━━ MATERIAL TO PROCESS ━━

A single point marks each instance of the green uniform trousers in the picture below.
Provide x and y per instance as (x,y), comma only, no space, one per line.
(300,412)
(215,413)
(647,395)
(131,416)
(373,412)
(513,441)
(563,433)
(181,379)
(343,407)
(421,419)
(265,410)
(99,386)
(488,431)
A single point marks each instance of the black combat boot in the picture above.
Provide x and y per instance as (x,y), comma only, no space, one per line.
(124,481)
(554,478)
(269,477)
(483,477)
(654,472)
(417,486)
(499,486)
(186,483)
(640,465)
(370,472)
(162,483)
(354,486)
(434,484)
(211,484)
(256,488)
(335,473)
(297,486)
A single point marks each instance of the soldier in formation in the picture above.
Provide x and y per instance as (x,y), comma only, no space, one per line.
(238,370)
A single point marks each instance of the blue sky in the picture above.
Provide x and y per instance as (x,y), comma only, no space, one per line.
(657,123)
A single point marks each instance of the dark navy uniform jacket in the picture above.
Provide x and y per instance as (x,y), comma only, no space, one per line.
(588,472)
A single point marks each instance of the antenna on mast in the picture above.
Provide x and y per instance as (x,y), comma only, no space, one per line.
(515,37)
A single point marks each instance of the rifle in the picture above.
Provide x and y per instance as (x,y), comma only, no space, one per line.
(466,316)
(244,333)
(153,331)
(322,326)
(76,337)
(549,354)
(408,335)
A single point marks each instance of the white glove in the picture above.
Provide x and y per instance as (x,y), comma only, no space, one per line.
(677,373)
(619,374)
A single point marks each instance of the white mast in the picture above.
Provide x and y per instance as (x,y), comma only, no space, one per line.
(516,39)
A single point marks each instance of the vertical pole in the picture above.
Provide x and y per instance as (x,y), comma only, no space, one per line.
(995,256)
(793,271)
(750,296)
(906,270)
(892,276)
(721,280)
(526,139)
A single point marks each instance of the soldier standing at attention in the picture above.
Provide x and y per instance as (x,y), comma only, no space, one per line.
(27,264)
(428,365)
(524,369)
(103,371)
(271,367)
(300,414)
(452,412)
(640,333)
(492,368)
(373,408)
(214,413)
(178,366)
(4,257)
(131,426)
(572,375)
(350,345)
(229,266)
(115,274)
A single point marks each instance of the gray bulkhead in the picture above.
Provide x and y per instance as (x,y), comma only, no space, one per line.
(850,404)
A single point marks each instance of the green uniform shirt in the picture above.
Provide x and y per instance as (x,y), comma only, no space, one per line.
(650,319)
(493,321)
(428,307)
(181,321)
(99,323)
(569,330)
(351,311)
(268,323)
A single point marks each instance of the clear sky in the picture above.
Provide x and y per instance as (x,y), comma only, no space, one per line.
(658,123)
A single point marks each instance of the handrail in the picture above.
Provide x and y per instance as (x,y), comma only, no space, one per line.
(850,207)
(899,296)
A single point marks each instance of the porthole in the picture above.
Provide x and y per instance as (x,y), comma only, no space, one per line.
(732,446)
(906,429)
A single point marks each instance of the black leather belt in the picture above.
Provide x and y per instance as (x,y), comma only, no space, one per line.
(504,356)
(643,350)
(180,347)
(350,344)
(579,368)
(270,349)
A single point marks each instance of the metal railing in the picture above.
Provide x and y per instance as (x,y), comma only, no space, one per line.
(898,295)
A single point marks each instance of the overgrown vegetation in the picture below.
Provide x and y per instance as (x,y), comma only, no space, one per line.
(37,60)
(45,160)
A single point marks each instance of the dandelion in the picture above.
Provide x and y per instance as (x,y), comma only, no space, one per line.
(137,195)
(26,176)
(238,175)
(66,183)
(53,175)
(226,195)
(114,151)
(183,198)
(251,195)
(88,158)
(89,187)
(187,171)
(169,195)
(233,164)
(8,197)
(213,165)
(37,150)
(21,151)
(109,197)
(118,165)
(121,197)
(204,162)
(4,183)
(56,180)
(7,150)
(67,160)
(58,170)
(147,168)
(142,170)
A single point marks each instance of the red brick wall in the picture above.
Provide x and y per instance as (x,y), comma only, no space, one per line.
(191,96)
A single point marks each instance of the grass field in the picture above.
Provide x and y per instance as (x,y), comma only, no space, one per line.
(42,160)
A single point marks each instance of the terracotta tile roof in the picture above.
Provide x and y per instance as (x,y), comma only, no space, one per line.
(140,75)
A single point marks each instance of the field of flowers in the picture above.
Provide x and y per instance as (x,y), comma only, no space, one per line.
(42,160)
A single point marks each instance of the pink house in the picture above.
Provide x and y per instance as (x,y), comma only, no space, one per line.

━━━

— INSTRUCTIONS FOR THE TASK —
Please transcribe the lines above, starting at the line containing "A single point marks each instance of the dandelion" and ending at the last line.

— EXPECTED ANSWER —
A single point marks each instance of the dandelion in the picture above.
Provide x and y per instance as (x,y), comma only, no space, one per line.
(137,195)
(26,176)
(238,175)
(66,183)
(53,175)
(226,195)
(114,151)
(183,198)
(251,195)
(88,158)
(89,187)
(187,171)
(169,195)
(233,164)
(8,197)
(213,165)
(37,150)
(21,151)
(109,197)
(118,165)
(121,197)
(204,162)
(4,183)
(56,180)
(7,150)
(67,160)
(58,170)
(147,168)
(142,170)
A single point marks each instance of the red brick wall in the picture above.
Provide x and y per instance as (x,y), comma only, no space, one per line.
(191,96)
A single point marks each instance of the grass field in the picture above.
Provide x and y per instance as (x,y), comma only, no space, one per line.
(42,160)
A single point marks each instance of the terracotta tile roof in the picture above.
Provide x and y per instance as (x,y), comma only, no space, one per line.
(140,75)
A single point marks each instance of the field of flowers in the picture above.
Provide x and y per instance as (x,y), comma only, no space, one per line.
(42,160)
A single point marks each instance of the pink house in the picture above.
Provide x and y per instance as (x,y), comma only, no space, one per line.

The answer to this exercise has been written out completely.